> Stated goal:
Rewrite these records with every occurrence of "gets its own outline" replaced by "is outlined separately", keeping everything else the same. Leave the pictures out of your answer.
^^^^^^^^
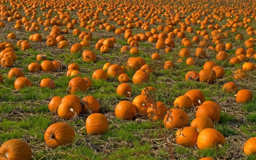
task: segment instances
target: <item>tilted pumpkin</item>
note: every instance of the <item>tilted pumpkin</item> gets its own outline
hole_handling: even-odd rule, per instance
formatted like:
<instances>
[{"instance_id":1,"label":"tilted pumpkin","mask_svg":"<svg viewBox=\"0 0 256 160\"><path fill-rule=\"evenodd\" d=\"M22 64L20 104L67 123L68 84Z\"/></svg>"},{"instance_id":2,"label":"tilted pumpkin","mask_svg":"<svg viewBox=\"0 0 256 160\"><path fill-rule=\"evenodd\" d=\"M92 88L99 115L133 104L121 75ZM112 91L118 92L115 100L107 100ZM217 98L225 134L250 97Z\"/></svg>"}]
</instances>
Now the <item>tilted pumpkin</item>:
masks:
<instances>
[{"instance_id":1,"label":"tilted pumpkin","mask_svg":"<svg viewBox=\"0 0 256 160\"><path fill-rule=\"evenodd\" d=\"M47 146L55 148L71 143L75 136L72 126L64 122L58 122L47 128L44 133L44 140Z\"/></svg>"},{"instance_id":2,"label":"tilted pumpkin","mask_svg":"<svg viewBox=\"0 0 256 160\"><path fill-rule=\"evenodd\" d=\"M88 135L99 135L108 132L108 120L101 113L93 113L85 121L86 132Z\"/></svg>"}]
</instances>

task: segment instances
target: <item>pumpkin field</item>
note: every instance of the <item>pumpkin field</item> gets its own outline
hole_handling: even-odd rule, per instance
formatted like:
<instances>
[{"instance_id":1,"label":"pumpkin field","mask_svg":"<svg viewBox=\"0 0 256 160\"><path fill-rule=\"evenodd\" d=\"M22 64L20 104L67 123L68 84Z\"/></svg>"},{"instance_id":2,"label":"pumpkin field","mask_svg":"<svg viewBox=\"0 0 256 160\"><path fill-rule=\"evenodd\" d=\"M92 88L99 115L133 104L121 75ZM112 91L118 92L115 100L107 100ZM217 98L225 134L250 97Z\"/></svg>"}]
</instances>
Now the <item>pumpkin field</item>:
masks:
^^^^^^^^
> The output:
task: segment instances
target: <item>tilted pumpkin</item>
note: every instance of the <item>tilted pumpkin</item> is outlined separately
hole_handling: even-odd rule, per instance
formatted like:
<instances>
[{"instance_id":1,"label":"tilted pumpkin","mask_svg":"<svg viewBox=\"0 0 256 160\"><path fill-rule=\"evenodd\" d=\"M22 64L20 104L67 123L68 84Z\"/></svg>"},{"instance_id":2,"label":"tilted pumpkin","mask_svg":"<svg viewBox=\"0 0 256 160\"><path fill-rule=\"evenodd\" d=\"M92 88L99 115L133 104L121 75ZM112 91L118 92L115 100L107 100ZM217 98L225 134L250 97Z\"/></svg>"}]
</instances>
Now the <item>tilted pumpkin</item>:
masks:
<instances>
[{"instance_id":1,"label":"tilted pumpkin","mask_svg":"<svg viewBox=\"0 0 256 160\"><path fill-rule=\"evenodd\" d=\"M47 146L55 148L71 143L75 136L72 126L64 122L58 122L47 128L44 133L44 140Z\"/></svg>"},{"instance_id":2,"label":"tilted pumpkin","mask_svg":"<svg viewBox=\"0 0 256 160\"><path fill-rule=\"evenodd\" d=\"M88 135L99 135L108 132L108 120L101 113L93 113L85 121L86 132Z\"/></svg>"}]
</instances>

task: segment instances
target: <item>pumpkin field</item>
note: every instance of the <item>pumpkin field</item> is outlined separately
hole_handling: even-odd rule, per instance
formatted like:
<instances>
[{"instance_id":1,"label":"pumpkin field","mask_svg":"<svg viewBox=\"0 0 256 160\"><path fill-rule=\"evenodd\" d=\"M22 64L20 104L67 123L68 84Z\"/></svg>"},{"instance_id":2,"label":"pumpkin field","mask_svg":"<svg viewBox=\"0 0 256 160\"><path fill-rule=\"evenodd\" d=\"M92 88L99 115L133 104L121 75ZM112 91L118 92L115 100L107 100ZM217 98L225 134L250 97Z\"/></svg>"}]
</instances>
Now the <item>pumpkin field</item>:
masks:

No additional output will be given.